--- Texte extrait ---

Moabi photo de Jake Bryant |
Les
habitués de mon blog, ceux aussi qui ont applaudi à la sélection que nous
avons faîte en 2016 de l’extraordinaire livre de Laurent Grisel, Climats, se diront sûrement que c’est en
raison de son appartenance revendiquée au genre aujourd’hui bien reconnu que
l’on désigne sous l’appellation d’origine américaine de « naturewriting » que je m'intéresse ici au livre de Sophie Loizeau, Ma
maîtresse forme.
Certes,
la référence que fait l’auteure à ce type d’écrit qu’on dit issu du Walden de Thoreau mais dont les éditions
José Corti nous ont montré qu’on pouvait en trouver la source dans des écrits
bien antérieurs, ne serait-ce que ceux du naturaliste William Bartram dont j’ai pu évoquer jadis l’admirable figure, cette référence dis-je, a bien provoqué
chez moi une attente particulière que le titre emprunté à une des formules les
plus célèbres de Michel de Montaigne ne pouvait que renforcer.
Après
lecture toutefois, je dois admettre que si l’esprit général de ces naturewritings imprègne bien la suite de
poèmes qui compose le livre de la talentueuse Sophie Loizeau, ces derniers ne
me procurent pas vraiment, faute sans doute d’ampleur et d’approfondissement,
ce sentiment bouleversant d’unité cosmique qui fait qu’il m’arrive de me sentir
traversé par les mêmes énergies que nous sentons à l’oeuvre dans chacun des
éléments de ce que nous appelons la nature.

--- Données enregistrées ---
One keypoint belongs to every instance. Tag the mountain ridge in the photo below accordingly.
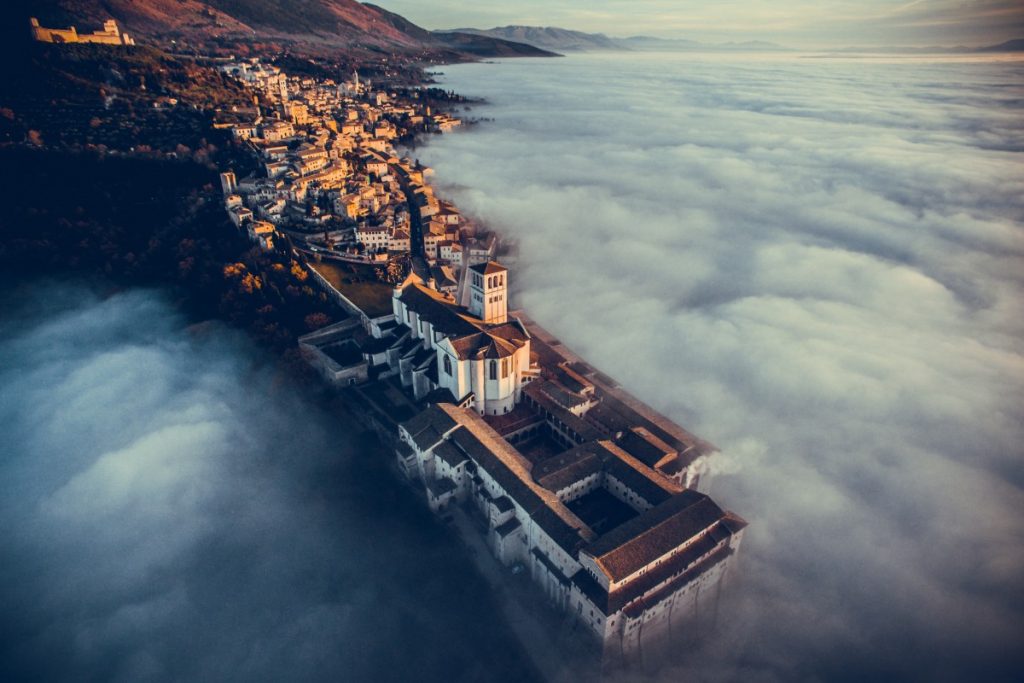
(312, 25)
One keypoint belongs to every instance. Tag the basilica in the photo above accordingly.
(594, 494)
(477, 355)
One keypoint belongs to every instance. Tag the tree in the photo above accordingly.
(316, 321)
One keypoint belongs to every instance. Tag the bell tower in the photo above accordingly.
(488, 292)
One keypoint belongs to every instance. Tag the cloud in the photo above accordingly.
(798, 23)
(817, 265)
(171, 510)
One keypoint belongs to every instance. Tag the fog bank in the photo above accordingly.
(171, 510)
(817, 265)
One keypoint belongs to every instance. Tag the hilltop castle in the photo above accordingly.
(111, 35)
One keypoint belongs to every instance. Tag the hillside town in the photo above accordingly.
(331, 179)
(594, 495)
(527, 451)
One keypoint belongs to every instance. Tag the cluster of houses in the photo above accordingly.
(330, 175)
(595, 496)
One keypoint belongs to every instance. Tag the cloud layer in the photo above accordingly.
(171, 510)
(815, 24)
(816, 264)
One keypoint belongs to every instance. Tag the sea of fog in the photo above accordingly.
(816, 263)
(172, 509)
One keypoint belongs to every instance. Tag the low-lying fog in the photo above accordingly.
(816, 264)
(172, 511)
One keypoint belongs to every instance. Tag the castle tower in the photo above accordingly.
(488, 292)
(228, 182)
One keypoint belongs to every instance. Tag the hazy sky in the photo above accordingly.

--- Consigne 1 ---
Résumez l'extrait en deux phrases.
--- Consigne 2 ---
Citez le passage de l'extrait qui va de « Moabi photo de » à « maîtresse forme. ».

--- Réponse complète 1 ---
L'intérêt porté au livre de Sophie Loizeau, Ma maîtresse forme, vient de son appartenance revendiquée au « naturewriting », référence qui, renforcée par un titre emprunté à Montaigne, a suscité une attente particulière. Après lecture, si l'esprit général de ces écrits imprègne bien la suite de poèmes, ceux-ci ne procurent pas vraiment, faute d'ampleur et d'approfondissement, le sentiment bouleversant d'unité cosmique espéré.

--- Réponse complète 2 ---
Moabi photo de Jake Bryant |
Les
habitués de mon blog, ceux aussi qui ont applaudi à la sélection que nous
avons faîte en 2016 de l’extraordinaire livre de Laurent Grisel, Climats, se diront sûrement que c’est en
raison de son appartenance revendiquée au genre aujourd’hui bien reconnu que
l’on désigne sous l’appellation d’origine américaine de « naturewriting » que je m'intéresse ici au livre de Sophie Loizeau, Ma
maîtresse forme.